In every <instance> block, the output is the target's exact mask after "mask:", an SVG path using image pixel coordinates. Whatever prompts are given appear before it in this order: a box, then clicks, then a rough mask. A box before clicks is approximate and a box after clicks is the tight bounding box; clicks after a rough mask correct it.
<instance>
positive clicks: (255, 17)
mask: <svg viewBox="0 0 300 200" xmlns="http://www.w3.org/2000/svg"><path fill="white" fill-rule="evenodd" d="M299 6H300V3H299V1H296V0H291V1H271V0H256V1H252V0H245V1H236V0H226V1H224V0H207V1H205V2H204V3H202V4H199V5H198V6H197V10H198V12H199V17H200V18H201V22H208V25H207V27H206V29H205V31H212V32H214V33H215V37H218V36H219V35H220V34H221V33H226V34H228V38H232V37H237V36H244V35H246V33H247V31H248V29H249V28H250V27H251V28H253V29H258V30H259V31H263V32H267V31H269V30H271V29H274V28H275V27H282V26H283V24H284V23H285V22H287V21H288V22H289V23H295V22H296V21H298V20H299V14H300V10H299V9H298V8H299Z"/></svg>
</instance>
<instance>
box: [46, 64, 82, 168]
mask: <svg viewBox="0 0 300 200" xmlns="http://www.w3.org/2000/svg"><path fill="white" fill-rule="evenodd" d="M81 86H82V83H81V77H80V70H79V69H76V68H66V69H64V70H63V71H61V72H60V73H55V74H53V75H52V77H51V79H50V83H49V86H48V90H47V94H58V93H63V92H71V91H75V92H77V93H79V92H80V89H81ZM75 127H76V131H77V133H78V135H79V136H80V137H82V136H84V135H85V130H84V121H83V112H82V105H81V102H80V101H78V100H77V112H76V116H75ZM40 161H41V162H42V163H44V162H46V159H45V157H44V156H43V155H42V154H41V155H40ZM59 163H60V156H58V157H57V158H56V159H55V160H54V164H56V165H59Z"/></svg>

--

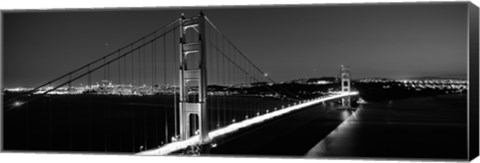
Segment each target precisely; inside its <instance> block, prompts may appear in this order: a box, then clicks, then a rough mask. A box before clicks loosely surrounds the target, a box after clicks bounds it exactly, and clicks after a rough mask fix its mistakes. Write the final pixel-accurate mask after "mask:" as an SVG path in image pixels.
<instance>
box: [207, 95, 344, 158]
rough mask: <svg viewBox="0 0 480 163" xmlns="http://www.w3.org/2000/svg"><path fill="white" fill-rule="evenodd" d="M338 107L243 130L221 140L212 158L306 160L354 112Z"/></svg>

==

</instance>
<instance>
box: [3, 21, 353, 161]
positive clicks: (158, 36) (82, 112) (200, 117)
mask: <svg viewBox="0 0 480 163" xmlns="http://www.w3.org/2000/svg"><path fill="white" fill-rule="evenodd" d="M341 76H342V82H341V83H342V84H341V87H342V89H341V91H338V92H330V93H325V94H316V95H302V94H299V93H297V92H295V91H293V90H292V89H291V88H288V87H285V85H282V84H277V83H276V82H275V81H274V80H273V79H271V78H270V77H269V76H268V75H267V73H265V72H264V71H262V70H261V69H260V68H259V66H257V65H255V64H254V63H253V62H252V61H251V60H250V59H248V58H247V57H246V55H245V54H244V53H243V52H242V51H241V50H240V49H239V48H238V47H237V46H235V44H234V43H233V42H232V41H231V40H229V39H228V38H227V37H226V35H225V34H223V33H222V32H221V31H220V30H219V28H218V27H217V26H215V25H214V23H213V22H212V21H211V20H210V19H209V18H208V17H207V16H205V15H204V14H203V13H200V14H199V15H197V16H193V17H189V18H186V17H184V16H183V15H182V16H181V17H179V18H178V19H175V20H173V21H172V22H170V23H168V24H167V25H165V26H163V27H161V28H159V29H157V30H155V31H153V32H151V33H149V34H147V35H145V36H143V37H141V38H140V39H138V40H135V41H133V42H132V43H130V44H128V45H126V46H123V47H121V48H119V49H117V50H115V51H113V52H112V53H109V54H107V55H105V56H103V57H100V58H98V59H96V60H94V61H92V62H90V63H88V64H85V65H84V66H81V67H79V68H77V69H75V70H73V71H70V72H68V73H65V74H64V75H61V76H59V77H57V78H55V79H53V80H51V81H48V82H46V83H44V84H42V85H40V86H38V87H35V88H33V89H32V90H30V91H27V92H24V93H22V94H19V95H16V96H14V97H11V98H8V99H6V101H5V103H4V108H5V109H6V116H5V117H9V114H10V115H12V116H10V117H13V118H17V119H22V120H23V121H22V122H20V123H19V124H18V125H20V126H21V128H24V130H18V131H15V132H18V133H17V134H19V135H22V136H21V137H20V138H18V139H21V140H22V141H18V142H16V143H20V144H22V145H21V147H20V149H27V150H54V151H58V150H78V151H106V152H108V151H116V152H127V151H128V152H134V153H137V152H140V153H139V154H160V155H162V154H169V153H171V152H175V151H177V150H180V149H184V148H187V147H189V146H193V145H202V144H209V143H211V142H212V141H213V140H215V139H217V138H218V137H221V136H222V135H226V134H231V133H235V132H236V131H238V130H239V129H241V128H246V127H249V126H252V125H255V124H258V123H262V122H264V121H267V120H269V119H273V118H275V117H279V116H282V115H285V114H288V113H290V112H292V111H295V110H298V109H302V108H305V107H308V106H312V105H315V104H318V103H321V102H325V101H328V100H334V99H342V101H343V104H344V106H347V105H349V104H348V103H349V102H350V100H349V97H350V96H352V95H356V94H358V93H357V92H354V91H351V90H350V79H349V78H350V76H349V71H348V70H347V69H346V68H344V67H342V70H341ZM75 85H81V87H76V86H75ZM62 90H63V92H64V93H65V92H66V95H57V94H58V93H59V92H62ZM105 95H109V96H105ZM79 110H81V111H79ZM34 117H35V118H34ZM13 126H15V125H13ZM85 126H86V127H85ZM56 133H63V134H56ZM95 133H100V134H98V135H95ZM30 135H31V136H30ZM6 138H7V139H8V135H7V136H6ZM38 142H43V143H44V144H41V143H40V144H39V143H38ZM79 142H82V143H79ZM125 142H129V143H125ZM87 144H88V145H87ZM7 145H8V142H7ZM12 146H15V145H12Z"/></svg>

### What is expected:
Retype the lines of the records exactly, starting at the line containing "In every <instance>" and ending at the line containing "positive clicks: (255, 17)".

### Problem solution:
In every <instance> block, the output is the target's exact mask after "mask:", an SVG path using image pixel coordinates. Whatever prompts are given appear before it in this order: a box, then clicks, then a rough mask. A box before clicks is approximate and a box after clicks is the tight bounding box; clicks after a rough mask correct it.
<instance>
positive clicks: (255, 17)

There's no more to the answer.